| TASKS FOR THIS EXERCISE |
**1)** From the pumpkin-picking article, copy word for word the passage starting at "Halloween is coming, and" and ending at "the perfect one.".
**2)** In the pumpkin-picking article, how wide should a good pumpkin's stem be?

| PASSAGE TO READ |
☆ ☆ ☆ ☆

Advice for picking the perfect pumpkin

Halloween is coming, and that means it’s time for pumpkin picking. Pumpkins aren’t cheap, so you want to make sure you’re going at the right time of the month to get the most from your gourd. On the bright side, there’s a good and a not-so-good time to pick your pumpkins. There are also some simple rules you can follow to ensure it still looks good on the big day.

An estimated 152 million Americans, which is 46% of the population, bought pumpkins last year, according to a report from Finder.com. Whether you’re buying 1 or 10, here’s some advice to pick the perfect one.

Fall pumpkin decor and flowers on stairs
KlavdiyaV / Shutterstock

When to pick pumpkins

Pumpkins, on average, will last about seven to eight weeks if they stay out of direct sunlight, frost, or other elements like rain or snow that can take weeks off their shelf life. But if you want your pumpkin at its peak on Halloween night, picking your pumpkin during the first two weeks of October is ideal. This is especially true because if you’re planning to keep them outside on your front porch, you can’t control the weather. This ensures your pumpkin will be in prime condition and you’ll be able to get a good selection that’s not picked over.

Pumpkins in a field against the sky
Image used with permission by copyright holder

What to look for when choosing a pumpkin

While you are out and about looking for the perfect pumpkin, there are a few things to keep in mind.

  • Avoid pumpkins that have black or brown spots, soft spots, or gashes in them. They will rot faster than ones that are in pristine condition, which is a waste of time and money.
  • Look over the pumpkin’s stem. Find one with a stem that’s at least two inches in width with a nice green color to it. This means the squash was just harvested and is ready to spend the remainder of its life happily sitting on your front porch.

☆ ☆ ☆ ☆

| DATA RECORDS |
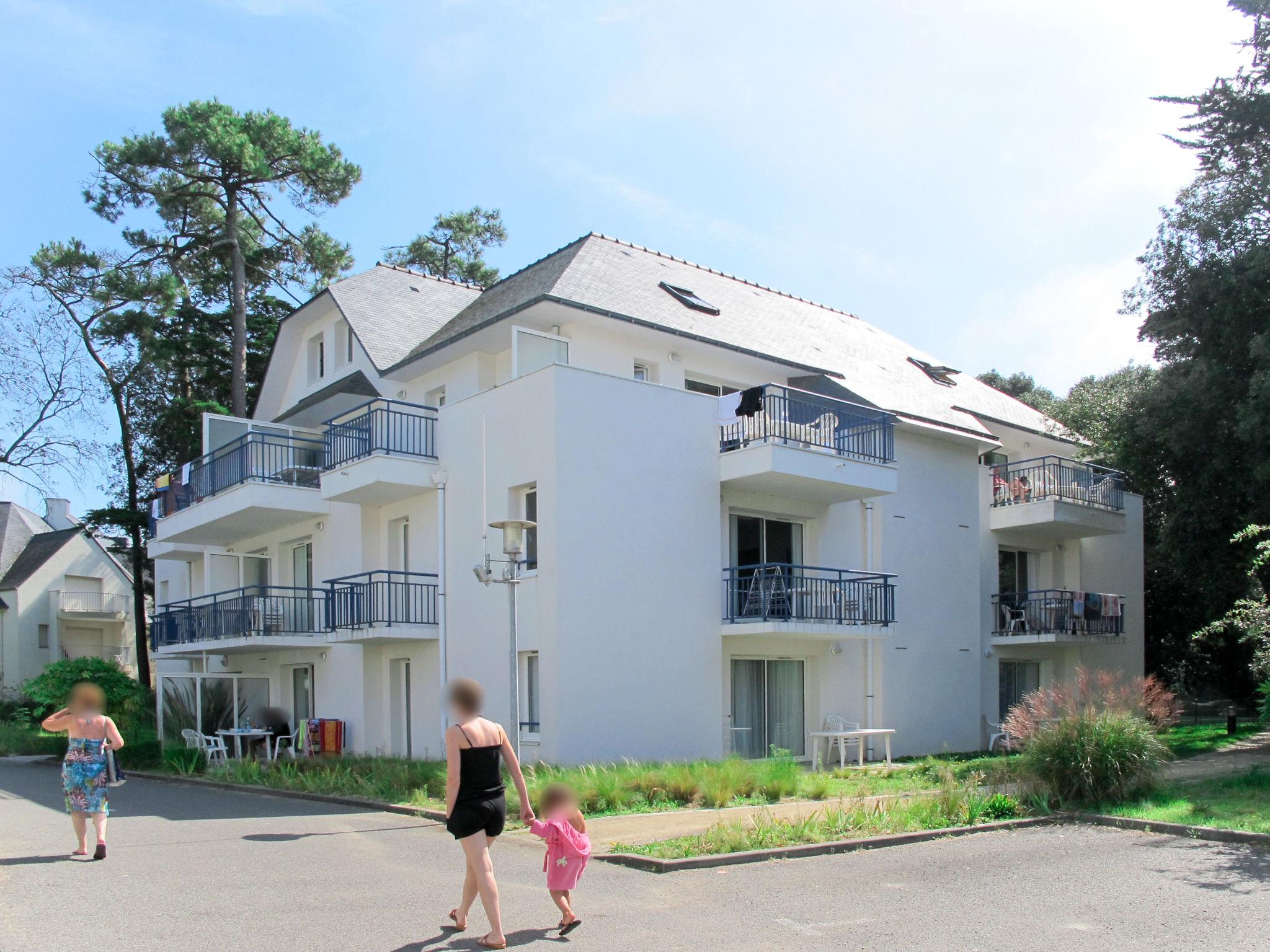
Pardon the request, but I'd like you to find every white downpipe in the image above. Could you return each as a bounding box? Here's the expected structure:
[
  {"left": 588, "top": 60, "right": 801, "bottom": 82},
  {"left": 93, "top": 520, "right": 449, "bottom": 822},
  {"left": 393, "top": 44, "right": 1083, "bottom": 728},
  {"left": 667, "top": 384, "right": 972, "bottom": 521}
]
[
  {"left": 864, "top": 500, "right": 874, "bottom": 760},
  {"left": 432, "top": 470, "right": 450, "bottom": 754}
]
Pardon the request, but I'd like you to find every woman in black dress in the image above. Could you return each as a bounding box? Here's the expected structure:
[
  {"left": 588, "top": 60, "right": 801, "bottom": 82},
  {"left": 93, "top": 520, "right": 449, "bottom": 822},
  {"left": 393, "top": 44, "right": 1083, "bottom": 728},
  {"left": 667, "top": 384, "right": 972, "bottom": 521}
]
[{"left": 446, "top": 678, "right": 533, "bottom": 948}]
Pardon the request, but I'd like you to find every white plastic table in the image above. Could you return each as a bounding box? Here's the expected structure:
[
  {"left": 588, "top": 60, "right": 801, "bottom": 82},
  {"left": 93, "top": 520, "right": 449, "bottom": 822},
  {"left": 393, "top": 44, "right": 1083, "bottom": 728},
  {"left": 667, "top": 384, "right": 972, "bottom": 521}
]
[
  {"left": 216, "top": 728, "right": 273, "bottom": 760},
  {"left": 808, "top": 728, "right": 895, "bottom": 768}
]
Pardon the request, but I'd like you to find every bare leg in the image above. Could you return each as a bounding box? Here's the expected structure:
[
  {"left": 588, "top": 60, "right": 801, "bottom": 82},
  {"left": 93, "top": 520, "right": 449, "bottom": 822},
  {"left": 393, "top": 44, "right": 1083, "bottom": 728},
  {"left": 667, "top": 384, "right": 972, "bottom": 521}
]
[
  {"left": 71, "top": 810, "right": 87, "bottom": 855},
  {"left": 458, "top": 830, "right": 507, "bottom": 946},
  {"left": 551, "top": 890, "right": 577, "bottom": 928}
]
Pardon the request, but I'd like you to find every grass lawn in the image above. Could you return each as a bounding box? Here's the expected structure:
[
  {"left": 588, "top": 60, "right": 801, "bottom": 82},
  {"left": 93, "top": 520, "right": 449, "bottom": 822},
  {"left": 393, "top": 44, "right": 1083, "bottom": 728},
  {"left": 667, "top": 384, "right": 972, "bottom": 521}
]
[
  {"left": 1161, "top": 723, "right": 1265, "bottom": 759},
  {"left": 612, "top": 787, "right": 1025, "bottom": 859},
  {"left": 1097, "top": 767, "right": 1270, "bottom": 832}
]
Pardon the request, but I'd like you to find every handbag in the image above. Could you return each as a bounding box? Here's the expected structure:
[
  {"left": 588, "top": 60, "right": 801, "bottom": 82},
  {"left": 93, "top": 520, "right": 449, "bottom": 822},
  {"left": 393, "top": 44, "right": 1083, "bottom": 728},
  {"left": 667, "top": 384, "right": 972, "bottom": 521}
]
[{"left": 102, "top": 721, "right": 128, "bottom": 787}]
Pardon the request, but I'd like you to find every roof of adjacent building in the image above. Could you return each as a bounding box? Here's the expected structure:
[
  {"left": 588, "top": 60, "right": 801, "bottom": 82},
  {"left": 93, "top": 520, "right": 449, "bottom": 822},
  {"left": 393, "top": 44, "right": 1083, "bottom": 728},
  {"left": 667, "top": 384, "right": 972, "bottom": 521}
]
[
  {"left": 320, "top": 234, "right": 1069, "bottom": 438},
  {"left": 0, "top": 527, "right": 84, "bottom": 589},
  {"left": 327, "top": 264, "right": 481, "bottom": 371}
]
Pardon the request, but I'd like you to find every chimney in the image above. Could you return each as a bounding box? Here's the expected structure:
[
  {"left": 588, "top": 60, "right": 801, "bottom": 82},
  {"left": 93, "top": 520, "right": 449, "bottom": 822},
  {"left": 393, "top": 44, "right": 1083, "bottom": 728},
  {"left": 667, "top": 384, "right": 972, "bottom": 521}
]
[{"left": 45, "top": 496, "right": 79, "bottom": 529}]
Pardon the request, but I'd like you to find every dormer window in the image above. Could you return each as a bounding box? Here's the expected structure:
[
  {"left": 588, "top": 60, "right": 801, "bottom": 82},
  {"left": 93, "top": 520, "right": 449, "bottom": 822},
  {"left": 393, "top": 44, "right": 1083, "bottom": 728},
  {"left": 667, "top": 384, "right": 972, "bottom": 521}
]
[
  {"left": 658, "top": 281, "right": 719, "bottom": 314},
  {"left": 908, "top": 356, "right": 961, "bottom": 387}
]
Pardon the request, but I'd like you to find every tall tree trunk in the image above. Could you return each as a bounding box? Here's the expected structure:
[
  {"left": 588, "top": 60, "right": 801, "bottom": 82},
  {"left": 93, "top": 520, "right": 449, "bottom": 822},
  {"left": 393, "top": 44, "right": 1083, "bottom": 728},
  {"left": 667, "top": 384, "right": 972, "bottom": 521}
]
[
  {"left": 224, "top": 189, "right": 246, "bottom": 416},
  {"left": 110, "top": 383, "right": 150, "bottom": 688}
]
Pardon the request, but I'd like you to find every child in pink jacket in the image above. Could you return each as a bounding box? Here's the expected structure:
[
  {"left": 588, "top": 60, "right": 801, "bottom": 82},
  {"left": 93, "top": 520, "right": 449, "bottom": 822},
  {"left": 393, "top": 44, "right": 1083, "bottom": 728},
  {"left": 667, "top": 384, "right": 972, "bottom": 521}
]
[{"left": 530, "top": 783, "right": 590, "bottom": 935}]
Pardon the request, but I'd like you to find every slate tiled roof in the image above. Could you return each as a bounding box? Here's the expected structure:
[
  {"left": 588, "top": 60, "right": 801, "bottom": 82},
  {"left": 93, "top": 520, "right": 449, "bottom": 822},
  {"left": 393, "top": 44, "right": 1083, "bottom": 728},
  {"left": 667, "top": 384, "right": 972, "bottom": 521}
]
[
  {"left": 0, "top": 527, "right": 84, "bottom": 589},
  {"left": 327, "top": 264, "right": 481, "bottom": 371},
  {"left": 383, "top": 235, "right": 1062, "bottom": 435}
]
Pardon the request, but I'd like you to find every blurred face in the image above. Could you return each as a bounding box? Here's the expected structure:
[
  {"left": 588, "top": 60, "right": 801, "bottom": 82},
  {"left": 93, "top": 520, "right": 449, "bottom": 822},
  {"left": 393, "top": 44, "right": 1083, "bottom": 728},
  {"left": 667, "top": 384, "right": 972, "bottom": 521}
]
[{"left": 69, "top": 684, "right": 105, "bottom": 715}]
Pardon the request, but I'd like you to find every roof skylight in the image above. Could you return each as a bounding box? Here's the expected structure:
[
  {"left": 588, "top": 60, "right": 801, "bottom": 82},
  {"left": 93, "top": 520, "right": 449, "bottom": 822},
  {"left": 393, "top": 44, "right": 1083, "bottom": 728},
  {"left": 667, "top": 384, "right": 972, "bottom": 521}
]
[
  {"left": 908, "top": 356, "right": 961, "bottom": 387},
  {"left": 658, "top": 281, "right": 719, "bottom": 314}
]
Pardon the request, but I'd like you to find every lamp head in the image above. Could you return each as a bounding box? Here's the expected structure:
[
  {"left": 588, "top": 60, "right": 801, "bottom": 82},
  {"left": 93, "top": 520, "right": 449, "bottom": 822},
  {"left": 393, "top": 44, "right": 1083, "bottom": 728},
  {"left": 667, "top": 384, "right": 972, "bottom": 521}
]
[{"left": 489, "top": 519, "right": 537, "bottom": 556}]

☆ ☆ ☆ ☆

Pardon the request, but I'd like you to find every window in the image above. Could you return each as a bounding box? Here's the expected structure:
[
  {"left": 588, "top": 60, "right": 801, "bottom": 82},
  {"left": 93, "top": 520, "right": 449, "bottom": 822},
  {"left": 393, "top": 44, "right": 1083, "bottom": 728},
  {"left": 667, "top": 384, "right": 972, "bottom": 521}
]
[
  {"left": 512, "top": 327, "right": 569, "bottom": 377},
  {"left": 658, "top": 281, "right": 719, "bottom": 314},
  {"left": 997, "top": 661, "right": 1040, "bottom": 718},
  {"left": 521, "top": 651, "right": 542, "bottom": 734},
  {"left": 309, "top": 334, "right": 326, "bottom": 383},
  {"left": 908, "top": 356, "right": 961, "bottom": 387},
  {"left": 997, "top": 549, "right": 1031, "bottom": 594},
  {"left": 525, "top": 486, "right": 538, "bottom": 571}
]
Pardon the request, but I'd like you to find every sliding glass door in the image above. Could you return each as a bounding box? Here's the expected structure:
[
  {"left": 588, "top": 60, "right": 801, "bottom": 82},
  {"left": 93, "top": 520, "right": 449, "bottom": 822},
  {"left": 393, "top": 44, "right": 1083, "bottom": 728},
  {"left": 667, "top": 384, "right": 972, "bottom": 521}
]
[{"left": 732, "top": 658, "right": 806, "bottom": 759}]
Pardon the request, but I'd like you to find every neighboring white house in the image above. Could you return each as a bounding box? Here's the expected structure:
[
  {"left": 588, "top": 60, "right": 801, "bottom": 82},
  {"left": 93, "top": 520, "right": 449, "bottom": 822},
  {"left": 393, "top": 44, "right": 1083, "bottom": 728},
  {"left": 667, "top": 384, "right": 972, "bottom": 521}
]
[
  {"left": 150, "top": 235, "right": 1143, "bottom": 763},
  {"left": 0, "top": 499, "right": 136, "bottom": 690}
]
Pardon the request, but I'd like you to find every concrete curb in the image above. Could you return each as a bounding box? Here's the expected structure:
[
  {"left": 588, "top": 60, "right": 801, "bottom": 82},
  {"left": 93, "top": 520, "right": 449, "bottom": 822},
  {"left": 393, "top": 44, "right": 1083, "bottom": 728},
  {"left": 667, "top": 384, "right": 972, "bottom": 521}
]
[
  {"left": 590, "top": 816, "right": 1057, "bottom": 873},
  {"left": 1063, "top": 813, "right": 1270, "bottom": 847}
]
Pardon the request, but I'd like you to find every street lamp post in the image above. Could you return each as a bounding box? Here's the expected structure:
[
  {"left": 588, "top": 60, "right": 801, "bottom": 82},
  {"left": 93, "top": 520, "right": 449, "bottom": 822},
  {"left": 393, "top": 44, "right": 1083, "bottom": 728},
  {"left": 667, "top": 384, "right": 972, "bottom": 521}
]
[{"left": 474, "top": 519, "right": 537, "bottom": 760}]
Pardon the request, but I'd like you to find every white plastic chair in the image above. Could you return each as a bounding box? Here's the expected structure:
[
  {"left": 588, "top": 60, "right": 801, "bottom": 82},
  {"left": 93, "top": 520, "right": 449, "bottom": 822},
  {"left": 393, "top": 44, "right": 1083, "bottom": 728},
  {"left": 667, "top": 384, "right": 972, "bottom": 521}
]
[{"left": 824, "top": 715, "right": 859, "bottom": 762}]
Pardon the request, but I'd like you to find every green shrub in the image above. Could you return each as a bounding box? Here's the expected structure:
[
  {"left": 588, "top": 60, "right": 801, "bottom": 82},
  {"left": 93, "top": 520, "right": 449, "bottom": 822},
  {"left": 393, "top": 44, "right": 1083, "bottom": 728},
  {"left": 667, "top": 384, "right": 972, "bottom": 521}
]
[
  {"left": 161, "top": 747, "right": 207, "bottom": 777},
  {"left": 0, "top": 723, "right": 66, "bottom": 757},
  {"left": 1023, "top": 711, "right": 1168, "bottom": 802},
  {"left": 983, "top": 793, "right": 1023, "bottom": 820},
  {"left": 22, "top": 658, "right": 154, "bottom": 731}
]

☆ ☆ ☆ ☆

| PER-TASK ANSWERS |
**1)**
Halloween is coming, and that means it’s time for pumpkin picking. Pumpkins aren’t cheap, so you want to make sure you’re going at the right time of the month to get the most from your gourd. On the bright side, there’s a good and a not-so-good time to pick your pumpkins. There are also some simple rules you can follow to ensure it still looks good on the big day.

An estimated 152 million Americans, which is 46% of the population, bought pumpkins last year, according to a report from Finder.com. Whether you’re buying 1 or 10, here’s some advice to pick the perfect one.

**2)** At least two inches wide.